**The records:**

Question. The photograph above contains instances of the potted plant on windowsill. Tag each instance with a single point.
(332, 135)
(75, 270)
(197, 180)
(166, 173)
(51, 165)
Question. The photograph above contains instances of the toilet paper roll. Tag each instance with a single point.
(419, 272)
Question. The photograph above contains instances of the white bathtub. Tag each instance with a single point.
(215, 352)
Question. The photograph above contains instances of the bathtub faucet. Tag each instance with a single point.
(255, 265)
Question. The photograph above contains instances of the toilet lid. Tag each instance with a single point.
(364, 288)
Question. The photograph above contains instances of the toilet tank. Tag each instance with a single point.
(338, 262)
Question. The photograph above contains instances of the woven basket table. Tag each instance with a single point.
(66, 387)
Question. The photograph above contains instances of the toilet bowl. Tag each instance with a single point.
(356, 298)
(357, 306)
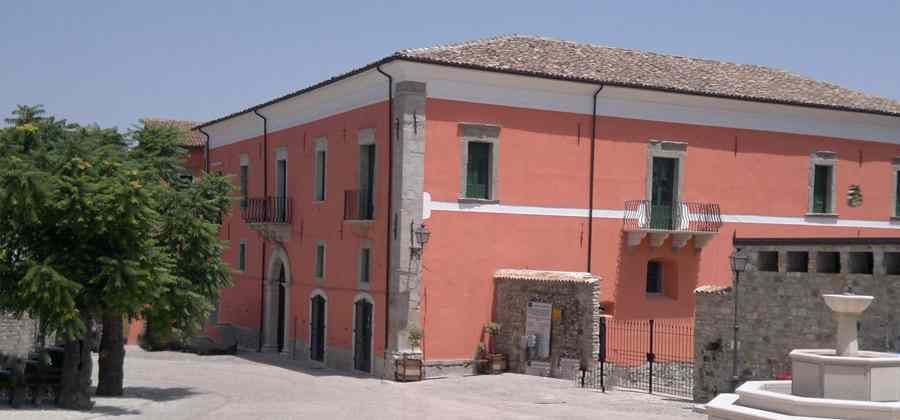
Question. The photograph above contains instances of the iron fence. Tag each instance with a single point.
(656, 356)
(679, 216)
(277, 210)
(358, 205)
* * *
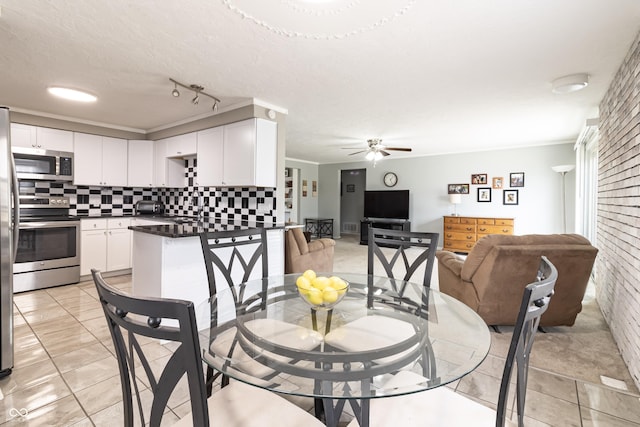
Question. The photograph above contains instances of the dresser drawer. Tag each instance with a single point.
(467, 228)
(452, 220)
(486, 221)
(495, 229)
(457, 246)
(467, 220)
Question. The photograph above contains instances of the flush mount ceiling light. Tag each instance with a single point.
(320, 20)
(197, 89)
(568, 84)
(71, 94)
---
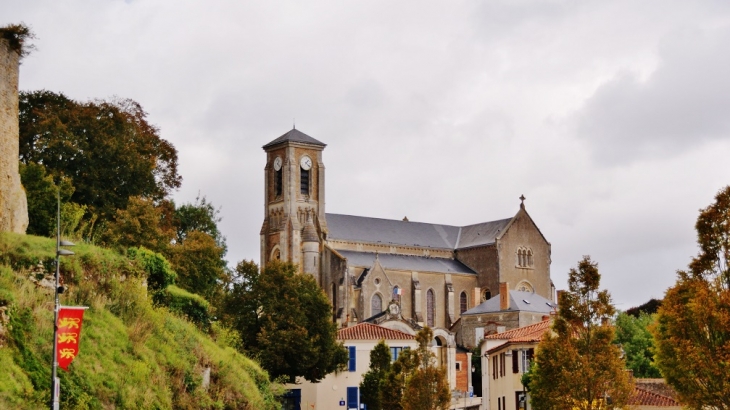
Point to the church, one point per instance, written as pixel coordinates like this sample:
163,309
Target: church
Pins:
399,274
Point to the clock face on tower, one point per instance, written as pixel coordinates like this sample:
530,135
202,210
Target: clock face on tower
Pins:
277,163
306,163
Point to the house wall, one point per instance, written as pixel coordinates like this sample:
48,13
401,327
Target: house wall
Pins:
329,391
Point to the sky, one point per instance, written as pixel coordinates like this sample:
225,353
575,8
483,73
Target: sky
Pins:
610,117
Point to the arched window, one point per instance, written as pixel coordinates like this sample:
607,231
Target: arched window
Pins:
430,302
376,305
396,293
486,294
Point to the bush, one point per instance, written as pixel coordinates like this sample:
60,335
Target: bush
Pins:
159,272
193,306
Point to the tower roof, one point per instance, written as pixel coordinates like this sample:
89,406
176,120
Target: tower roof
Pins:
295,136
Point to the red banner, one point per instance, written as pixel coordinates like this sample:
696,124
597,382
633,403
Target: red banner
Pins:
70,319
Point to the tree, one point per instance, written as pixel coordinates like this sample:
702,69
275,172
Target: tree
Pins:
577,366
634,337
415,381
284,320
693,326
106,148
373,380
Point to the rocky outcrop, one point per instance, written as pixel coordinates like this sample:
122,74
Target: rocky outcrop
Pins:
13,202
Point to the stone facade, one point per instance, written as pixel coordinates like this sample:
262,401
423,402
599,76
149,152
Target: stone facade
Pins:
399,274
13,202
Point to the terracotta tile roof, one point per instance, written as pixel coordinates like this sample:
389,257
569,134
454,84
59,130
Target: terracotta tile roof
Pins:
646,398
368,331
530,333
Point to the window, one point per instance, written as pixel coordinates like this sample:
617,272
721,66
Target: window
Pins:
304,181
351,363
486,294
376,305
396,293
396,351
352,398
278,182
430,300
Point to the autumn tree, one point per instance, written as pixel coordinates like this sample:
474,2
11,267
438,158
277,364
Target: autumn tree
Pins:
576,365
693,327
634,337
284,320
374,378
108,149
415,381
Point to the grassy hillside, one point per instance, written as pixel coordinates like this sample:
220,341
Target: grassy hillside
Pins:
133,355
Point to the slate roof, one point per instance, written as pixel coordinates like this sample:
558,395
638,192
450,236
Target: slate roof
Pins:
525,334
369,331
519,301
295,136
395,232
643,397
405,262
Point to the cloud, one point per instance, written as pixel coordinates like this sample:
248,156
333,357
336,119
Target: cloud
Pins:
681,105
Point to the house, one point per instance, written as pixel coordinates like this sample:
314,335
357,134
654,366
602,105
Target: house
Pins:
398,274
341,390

**What the task requires:**
Collect every line of the material above that contains the string "hillside" and copy each one in full. Matching is case-sensitive.

**Output of the exercise:**
Point to the grassy hillside, one point per instance, written as pixel coordinates like this sample:
Target: grassy hillside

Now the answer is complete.